EXERCISE →
Locate the line containing "Keypoint placement for each instance of the sky: set", then please write out that line and all the lines below it in the entries exactly.

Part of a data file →

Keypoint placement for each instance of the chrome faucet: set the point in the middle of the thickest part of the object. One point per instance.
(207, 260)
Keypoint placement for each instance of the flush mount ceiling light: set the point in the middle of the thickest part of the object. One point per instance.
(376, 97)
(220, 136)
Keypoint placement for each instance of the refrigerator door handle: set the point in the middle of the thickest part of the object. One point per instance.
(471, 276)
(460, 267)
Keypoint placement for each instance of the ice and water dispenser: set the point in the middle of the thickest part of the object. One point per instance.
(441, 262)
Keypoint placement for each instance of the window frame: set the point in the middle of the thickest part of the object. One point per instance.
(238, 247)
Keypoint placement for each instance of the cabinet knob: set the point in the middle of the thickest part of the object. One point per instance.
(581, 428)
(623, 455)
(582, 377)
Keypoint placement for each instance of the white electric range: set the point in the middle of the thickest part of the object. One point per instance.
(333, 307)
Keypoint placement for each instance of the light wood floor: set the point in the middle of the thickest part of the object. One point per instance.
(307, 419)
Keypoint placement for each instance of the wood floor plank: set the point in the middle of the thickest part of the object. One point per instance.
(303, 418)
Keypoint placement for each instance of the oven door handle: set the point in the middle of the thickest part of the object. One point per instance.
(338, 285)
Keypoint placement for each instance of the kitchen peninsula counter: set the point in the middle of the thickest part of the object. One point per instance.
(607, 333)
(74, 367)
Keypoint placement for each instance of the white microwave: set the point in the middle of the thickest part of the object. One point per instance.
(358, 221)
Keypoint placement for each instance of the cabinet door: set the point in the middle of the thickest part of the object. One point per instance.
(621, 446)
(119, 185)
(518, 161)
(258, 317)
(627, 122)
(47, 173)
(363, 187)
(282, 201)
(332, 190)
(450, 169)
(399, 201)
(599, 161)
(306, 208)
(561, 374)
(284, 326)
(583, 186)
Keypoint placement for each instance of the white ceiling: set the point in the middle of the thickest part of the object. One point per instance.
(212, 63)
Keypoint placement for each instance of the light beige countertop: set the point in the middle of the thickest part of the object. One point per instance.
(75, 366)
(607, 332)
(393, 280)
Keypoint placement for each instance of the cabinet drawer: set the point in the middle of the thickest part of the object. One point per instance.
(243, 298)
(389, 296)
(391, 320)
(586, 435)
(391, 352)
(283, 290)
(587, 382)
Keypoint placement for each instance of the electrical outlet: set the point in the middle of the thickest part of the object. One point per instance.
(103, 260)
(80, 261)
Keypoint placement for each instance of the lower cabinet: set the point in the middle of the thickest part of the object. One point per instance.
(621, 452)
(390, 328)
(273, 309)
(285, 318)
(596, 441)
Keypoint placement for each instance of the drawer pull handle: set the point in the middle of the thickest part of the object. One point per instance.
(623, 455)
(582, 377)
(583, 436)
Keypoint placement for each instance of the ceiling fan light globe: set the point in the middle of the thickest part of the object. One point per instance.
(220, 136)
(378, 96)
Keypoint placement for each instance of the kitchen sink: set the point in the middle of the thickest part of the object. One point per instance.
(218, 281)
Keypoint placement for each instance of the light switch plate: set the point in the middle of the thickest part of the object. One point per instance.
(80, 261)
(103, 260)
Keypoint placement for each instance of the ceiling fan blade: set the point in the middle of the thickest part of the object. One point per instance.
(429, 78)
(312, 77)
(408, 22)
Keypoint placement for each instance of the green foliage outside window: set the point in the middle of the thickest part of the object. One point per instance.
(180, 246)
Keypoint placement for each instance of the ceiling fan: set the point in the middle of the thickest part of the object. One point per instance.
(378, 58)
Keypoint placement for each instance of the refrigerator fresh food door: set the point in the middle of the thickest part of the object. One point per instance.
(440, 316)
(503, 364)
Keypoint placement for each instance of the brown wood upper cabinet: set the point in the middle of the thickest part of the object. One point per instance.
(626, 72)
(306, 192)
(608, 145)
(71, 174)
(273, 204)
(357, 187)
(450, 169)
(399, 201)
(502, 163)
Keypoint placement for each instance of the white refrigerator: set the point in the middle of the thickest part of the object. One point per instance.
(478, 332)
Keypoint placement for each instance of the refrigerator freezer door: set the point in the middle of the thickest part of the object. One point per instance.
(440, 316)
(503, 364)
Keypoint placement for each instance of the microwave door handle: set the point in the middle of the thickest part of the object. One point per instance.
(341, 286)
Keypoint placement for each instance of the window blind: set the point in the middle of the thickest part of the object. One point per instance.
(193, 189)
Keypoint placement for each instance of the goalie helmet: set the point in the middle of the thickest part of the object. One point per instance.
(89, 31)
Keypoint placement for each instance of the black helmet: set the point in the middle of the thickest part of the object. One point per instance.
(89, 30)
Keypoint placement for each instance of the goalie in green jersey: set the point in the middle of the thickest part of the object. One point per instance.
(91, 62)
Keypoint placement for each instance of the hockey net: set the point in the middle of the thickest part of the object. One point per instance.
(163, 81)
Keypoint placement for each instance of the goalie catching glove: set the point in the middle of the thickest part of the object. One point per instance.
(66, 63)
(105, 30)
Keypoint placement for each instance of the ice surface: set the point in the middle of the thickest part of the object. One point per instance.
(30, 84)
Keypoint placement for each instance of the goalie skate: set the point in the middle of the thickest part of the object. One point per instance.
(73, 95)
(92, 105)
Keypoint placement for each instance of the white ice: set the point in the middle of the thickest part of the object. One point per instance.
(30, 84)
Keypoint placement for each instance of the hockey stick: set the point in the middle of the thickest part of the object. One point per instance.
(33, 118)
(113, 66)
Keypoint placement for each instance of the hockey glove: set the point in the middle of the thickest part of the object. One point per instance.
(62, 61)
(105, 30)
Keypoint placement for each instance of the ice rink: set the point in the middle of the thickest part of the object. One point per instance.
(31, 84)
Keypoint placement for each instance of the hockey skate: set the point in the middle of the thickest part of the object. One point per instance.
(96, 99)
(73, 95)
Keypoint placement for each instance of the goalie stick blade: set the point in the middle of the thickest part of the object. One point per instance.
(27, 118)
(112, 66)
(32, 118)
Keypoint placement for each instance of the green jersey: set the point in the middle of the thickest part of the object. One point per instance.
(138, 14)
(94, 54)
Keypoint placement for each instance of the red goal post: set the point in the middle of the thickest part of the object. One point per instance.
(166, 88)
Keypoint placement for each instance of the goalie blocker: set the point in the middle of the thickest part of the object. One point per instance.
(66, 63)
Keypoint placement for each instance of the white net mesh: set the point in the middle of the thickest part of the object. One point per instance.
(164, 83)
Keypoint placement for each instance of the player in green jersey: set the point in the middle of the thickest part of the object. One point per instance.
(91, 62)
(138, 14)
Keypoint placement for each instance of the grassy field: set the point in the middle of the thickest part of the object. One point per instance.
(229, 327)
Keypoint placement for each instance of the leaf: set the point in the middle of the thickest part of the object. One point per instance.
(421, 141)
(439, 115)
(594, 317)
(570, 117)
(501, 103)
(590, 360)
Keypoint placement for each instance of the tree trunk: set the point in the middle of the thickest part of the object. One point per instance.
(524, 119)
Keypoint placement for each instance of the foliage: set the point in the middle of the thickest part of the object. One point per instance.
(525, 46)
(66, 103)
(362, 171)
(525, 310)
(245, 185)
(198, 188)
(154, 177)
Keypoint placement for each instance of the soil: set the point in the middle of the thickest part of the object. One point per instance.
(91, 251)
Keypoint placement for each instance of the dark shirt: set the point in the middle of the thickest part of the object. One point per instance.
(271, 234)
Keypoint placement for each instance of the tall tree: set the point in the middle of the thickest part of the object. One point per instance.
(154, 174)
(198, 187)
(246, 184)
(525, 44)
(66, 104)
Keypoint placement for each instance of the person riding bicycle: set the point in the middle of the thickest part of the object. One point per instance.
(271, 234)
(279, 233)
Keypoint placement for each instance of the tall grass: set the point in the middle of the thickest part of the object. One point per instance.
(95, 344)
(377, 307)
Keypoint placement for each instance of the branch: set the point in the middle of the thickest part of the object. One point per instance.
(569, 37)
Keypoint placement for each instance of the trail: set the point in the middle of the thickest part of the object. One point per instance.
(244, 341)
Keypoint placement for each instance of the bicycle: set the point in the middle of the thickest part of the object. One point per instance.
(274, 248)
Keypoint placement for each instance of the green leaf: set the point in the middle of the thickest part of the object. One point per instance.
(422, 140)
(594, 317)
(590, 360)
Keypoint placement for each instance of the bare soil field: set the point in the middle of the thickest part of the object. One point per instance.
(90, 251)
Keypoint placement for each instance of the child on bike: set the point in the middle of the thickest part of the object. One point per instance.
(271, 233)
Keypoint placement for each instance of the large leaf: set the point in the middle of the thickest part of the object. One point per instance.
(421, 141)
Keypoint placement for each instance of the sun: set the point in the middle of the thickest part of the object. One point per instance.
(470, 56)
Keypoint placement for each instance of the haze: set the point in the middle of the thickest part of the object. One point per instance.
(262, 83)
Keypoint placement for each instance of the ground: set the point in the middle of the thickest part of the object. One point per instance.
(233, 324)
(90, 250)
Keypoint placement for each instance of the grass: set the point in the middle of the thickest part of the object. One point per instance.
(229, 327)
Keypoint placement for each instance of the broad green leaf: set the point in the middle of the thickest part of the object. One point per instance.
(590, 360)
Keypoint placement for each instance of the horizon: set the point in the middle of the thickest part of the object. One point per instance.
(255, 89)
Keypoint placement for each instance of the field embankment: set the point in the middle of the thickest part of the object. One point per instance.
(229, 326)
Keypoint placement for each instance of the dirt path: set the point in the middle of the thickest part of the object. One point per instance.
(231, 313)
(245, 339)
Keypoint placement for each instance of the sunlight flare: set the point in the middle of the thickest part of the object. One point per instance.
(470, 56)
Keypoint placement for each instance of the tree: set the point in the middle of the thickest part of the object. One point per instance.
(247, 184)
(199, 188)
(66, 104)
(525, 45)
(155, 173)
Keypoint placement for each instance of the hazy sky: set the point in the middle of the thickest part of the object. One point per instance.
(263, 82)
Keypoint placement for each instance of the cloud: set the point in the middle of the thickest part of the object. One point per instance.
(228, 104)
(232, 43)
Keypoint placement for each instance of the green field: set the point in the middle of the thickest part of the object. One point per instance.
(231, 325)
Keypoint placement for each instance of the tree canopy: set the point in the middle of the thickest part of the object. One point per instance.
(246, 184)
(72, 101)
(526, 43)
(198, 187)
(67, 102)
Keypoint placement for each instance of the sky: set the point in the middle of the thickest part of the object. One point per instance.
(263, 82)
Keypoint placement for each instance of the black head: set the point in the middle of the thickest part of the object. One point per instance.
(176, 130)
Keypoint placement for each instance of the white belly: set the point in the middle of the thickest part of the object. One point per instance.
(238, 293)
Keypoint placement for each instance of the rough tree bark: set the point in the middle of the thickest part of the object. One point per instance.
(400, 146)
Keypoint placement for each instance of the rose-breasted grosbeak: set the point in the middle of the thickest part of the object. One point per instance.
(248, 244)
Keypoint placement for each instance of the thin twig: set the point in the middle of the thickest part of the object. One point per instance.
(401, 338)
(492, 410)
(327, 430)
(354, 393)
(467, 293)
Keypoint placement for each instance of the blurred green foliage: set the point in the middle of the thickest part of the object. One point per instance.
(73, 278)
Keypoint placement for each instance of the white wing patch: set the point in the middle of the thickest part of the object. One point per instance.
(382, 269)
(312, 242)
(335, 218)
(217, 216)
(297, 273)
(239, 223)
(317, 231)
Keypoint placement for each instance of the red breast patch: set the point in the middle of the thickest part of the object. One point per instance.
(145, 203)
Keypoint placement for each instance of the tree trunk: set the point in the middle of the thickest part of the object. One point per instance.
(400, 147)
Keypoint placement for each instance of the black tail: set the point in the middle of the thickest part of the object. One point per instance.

ANSWER BELOW →
Keypoint placement for each instance of the sky: set the point in the middle of the thickest part of the object. One point per instance.
(263, 82)
Keypoint placement for each instance of the black head: set the point in the middle of the thickest part of the object. One point per instance.
(176, 130)
Keypoint placement for each instance of the white belly: set the point in the middle of the thickest part of the object. One point per instance.
(238, 293)
Keypoint placement for each instance of the rough tree bark: set the point in the middle of the thickest part of the object. One point per instance.
(400, 146)
Keypoint placement for each instance of the rose-breasted grosbeak: set the point in the middle of the thickest part of the object. One point per instance.
(248, 244)
Keypoint placement for each instance of the thin twig: set the point in the middle of the thickest part of the object. One point per instance.
(401, 338)
(492, 410)
(327, 430)
(354, 393)
(467, 293)
Keypoint placement for each instance of the blurred green foliage: set the point in the middle of the thickest part of the object. One point per instance.
(73, 278)
Keypoint placement for each instance of the white wing patch: set the point in the middle of the thickest part of the object. One point per instance.
(382, 269)
(312, 242)
(335, 218)
(217, 216)
(297, 273)
(239, 223)
(317, 231)
Keypoint placement for each instance of the red breast patch: set the point in the middle of the thickest part of the object. One point per instance.
(145, 203)
Keypoint placement for each instance of the tree trunk: set the point in the middle of the thickest part of the object. One point per instance.
(400, 147)
Keypoint placement for each instance of the black tail: set the point in the middle of the thickest part of the object. One point per instance.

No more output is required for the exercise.